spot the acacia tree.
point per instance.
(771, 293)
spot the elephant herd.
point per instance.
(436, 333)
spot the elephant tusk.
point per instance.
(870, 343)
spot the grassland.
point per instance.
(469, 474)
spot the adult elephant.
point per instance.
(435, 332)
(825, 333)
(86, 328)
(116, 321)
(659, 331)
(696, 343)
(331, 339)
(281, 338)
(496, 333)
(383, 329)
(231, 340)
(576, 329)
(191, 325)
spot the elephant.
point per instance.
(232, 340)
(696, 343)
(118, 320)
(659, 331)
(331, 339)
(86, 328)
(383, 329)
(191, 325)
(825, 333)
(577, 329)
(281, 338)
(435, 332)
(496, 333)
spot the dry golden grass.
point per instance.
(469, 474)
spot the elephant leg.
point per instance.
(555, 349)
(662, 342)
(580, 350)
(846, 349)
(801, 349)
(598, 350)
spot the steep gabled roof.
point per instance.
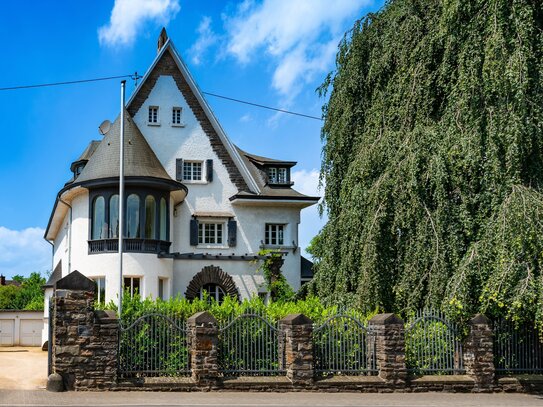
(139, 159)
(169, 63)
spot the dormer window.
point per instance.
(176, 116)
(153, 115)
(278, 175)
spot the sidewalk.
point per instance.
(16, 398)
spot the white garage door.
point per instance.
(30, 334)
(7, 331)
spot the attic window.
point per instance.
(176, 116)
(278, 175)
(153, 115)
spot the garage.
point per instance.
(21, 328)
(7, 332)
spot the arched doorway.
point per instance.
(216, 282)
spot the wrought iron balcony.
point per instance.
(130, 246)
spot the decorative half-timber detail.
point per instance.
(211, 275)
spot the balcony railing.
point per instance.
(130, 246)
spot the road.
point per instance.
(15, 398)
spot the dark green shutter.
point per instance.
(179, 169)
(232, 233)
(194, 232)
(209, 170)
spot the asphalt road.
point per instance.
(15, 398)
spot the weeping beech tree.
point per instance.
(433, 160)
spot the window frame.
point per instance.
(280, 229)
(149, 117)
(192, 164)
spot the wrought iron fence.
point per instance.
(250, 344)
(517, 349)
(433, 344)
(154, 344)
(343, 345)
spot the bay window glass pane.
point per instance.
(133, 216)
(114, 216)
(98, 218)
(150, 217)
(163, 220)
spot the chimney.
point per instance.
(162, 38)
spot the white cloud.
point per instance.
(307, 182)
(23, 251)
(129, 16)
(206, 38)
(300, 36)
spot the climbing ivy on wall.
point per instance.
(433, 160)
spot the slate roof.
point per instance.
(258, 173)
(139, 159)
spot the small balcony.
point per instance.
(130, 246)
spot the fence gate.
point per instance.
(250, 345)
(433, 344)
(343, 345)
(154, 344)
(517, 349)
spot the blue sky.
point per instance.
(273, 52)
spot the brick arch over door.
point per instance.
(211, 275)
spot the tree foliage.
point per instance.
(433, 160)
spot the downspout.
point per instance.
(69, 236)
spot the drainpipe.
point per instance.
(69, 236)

──────────

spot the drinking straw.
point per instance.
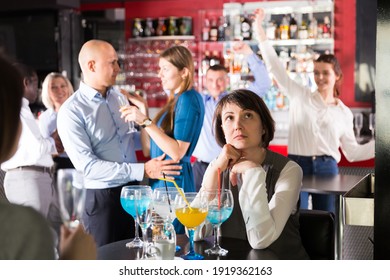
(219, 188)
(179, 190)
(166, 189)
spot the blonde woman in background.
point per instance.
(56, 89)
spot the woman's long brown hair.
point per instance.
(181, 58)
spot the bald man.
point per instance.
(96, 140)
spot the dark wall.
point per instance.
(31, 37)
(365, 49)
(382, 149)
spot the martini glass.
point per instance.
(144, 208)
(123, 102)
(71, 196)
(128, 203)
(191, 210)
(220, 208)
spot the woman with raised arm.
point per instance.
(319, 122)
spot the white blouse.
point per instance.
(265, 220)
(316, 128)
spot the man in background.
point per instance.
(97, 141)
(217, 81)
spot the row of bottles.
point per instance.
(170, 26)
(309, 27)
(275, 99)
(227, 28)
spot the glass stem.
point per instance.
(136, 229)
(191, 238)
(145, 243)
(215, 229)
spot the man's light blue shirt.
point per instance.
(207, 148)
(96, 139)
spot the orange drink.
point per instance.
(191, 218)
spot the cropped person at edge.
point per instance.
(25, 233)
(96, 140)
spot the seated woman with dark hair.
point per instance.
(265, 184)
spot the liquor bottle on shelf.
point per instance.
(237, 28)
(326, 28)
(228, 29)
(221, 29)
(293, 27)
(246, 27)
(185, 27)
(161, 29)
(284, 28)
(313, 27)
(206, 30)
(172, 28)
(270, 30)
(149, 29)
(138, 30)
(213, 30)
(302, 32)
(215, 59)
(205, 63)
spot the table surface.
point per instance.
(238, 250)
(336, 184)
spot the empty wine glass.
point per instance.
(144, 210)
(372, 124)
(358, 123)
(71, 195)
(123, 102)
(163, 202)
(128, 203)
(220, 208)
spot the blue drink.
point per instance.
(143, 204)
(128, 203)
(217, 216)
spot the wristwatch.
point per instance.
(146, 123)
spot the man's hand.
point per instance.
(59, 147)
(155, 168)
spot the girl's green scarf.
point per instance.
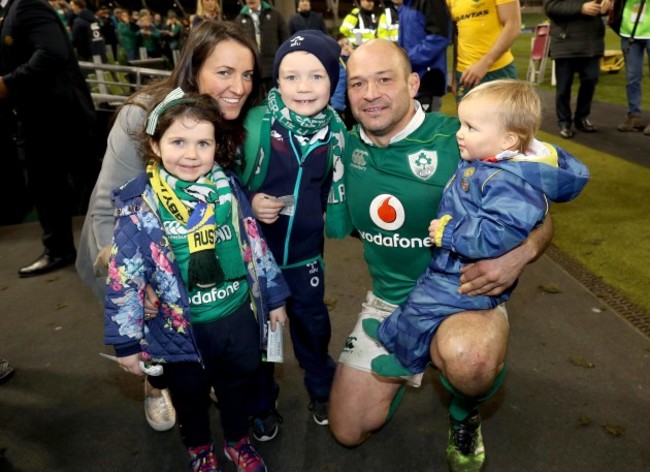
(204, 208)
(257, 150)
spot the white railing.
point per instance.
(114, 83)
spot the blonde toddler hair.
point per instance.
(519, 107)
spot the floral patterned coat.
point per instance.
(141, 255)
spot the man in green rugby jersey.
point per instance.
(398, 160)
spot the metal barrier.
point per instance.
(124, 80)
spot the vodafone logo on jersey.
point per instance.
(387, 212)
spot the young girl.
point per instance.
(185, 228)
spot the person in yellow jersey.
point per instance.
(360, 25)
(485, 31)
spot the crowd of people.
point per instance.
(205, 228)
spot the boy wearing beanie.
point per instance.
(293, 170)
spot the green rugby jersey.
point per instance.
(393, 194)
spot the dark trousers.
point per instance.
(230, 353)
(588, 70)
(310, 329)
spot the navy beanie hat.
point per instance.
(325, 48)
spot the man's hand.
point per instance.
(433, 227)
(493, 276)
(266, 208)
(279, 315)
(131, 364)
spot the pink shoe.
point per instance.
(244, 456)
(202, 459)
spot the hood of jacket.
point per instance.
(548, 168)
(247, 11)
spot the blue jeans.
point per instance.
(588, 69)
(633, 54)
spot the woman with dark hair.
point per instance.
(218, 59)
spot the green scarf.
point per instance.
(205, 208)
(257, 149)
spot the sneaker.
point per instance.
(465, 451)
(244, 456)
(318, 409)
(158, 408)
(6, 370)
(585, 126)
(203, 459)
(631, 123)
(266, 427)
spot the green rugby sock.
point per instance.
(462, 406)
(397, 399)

──────────

#### WHAT TO PRODUCE:
Collect every line from the rows above that contains the string "wall". Treat uppercase and lowercase letters as different.

#### CORRECT RESULT:
spot the climbing ivy on wall.
spot the dark wall.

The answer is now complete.